Give back every entry below, exactly as written.

----- Provided information

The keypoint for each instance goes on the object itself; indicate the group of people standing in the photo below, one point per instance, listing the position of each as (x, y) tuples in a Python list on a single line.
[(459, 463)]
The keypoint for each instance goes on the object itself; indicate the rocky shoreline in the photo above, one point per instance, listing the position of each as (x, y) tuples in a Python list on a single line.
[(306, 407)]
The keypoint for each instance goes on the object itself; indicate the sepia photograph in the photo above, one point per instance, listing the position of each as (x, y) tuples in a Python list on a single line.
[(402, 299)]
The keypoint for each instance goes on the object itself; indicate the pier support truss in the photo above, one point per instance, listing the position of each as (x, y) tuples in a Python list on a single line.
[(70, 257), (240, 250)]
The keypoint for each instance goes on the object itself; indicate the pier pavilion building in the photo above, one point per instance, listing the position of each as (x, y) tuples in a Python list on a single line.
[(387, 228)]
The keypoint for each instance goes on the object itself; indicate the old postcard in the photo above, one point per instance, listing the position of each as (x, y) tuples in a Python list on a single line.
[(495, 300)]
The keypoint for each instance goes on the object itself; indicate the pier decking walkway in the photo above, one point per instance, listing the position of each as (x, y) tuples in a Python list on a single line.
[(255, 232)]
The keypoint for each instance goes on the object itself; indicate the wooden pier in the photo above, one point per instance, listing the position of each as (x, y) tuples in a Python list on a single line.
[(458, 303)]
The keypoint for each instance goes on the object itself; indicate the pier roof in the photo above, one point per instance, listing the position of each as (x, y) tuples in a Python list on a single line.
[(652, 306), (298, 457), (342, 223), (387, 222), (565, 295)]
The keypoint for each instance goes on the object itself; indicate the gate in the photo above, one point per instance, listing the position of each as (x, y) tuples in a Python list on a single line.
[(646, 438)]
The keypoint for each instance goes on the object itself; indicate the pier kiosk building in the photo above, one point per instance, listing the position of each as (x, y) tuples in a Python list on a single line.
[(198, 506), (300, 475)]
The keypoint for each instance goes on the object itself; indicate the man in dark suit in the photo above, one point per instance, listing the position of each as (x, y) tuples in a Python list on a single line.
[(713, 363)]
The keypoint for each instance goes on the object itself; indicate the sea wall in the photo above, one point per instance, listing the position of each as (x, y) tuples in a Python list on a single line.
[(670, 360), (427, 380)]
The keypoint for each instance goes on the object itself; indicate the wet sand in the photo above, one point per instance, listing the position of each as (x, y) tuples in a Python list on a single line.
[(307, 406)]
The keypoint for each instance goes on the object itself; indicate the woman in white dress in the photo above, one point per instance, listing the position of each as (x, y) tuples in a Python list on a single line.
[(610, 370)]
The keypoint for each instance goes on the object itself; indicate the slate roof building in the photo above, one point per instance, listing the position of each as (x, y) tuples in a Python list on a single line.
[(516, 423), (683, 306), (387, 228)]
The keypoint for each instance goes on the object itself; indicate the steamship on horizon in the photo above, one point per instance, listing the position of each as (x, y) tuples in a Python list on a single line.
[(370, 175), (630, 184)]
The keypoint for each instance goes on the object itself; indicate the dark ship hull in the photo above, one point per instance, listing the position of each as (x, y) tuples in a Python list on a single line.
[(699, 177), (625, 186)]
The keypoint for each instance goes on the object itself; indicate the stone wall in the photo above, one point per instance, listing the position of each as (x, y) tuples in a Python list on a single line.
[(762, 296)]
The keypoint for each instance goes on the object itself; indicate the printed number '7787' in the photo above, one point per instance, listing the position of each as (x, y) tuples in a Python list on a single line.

----------

▶ Exercise answer:
The keypoint for each instance goes on the object itself; indicate the group of people standing in the photo below, one point per instance, listing the position of each as (x, y) tuples in a Python list on a single line.
[(459, 463)]
The keypoint for each instance goes on the object itself; indicate the rocky shoreline in the photo above, one point per instance, listing the position of each as (x, y) tuples in a Python list on a single line.
[(306, 407)]
The keypoint for each instance goes on the object itself; indicate the sepia photograph in the photo above, one point per instance, listing the position of each as (x, y) tuples in a Python list on a single line.
[(402, 299)]
The keypoint for each instance goes on the object itself; indicate the pier support truss in the photo above, one point per instance, listing the position of each as (x, y) tuples in a Python list on a single line.
[(70, 257), (240, 250)]
The keypoint for each instance goes on the object itself; indicate the pier pavilion building in the photo above, one point per instance, listing the position of each as (x, y) tuples in a Python list on a single line.
[(387, 228)]
The keypoint for each instance goes on the object itself; indicate the old postcard in the photo above, one point per instance, listing the position of each as (x, y) tuples in a Python list on a single line.
[(495, 300)]
The keypoint for each instance goes on the object itself; indicate the pier decking walkway in the photo above, one point per instance, listing the position of each as (x, y) tuples in a Python list on a single line.
[(255, 232)]
The keypoint for each instance goes on the object itself; indicate the wooden pier in the photo above, one point per instance, listing the position of each as (x, y) tuples in a Python list on a single line.
[(458, 303)]
The keypoint for each instance goes on the object itself; indicate the pier roof in the photo above, one point per instance, listing the position of each as (x, y) tuples in a Python list on a single line.
[(652, 306), (298, 457), (342, 223), (387, 222), (565, 295)]
The keypoint for each instance goes on the object itself; indicate the gate in the photo above, one point per instance, listing the position of each as (x, y) tuples in a Python list on a single line.
[(646, 438)]
The keypoint for each instance goes on the object itself; indicate the pier kiosk building in the photo above, one point per instance, listing the position of each as (x, y) tuples in a Python list on a single line.
[(198, 506), (300, 475)]
The keypoint for each instance goes on the object itself; indicate the man in dark suit in the photo above, one point per instance, listing the position of each as (x, y) tuples in a Python list on a single line.
[(713, 363)]
The keypoint for each instance goes on the object itself; indicate the sea wall in the photo above, one point per instance, listing the position of each as (x, y) tuples in a Python list on a single line.
[(670, 360), (427, 380)]
The keypoint for each instance goes on the object itself; indicate the wet sand in the photo above, one point per instance, listing the position of each as (x, y) tuples in a Python list on a single line.
[(307, 406)]
The keypoint for each instance goes on the object itself; indicate the woman in white dress in the photo above, one point per instance, listing the position of each as (x, y) tuples in a Python list on a single line.
[(610, 370)]
The keypoint for each instance goes on the object itself; indicate the slate roof building in the photo above, one point per instance, listing the position of each as (x, y) tuples in a Python list on a single line.
[(516, 423), (683, 306), (387, 228)]
The keypoint for each instance goes on the object itself; indicate the steamship on horizon in the photo above, one point per instance, listing the position of each as (x, y) tuples in a Python list on a single line.
[(370, 175), (630, 184)]
The keypoint for each instance goes on the object itself; indicate the dark ship hull in the photo above, one point per instance, listing the position of each as (x, y) tuples in a Python list on a single line.
[(699, 177), (625, 186)]
The keypoint for each instance goes on the object itself; indicate the stone wall in the photo above, one point per instance, listing the position of each as (x, y) tuples in a Python list on a single line.
[(762, 296)]
The keypoint for each instance goes on the object itself; indicate the printed number '7787' in the photo above, one point per instance, listing the position of each as (x, y) tuples in a Python list on a single line.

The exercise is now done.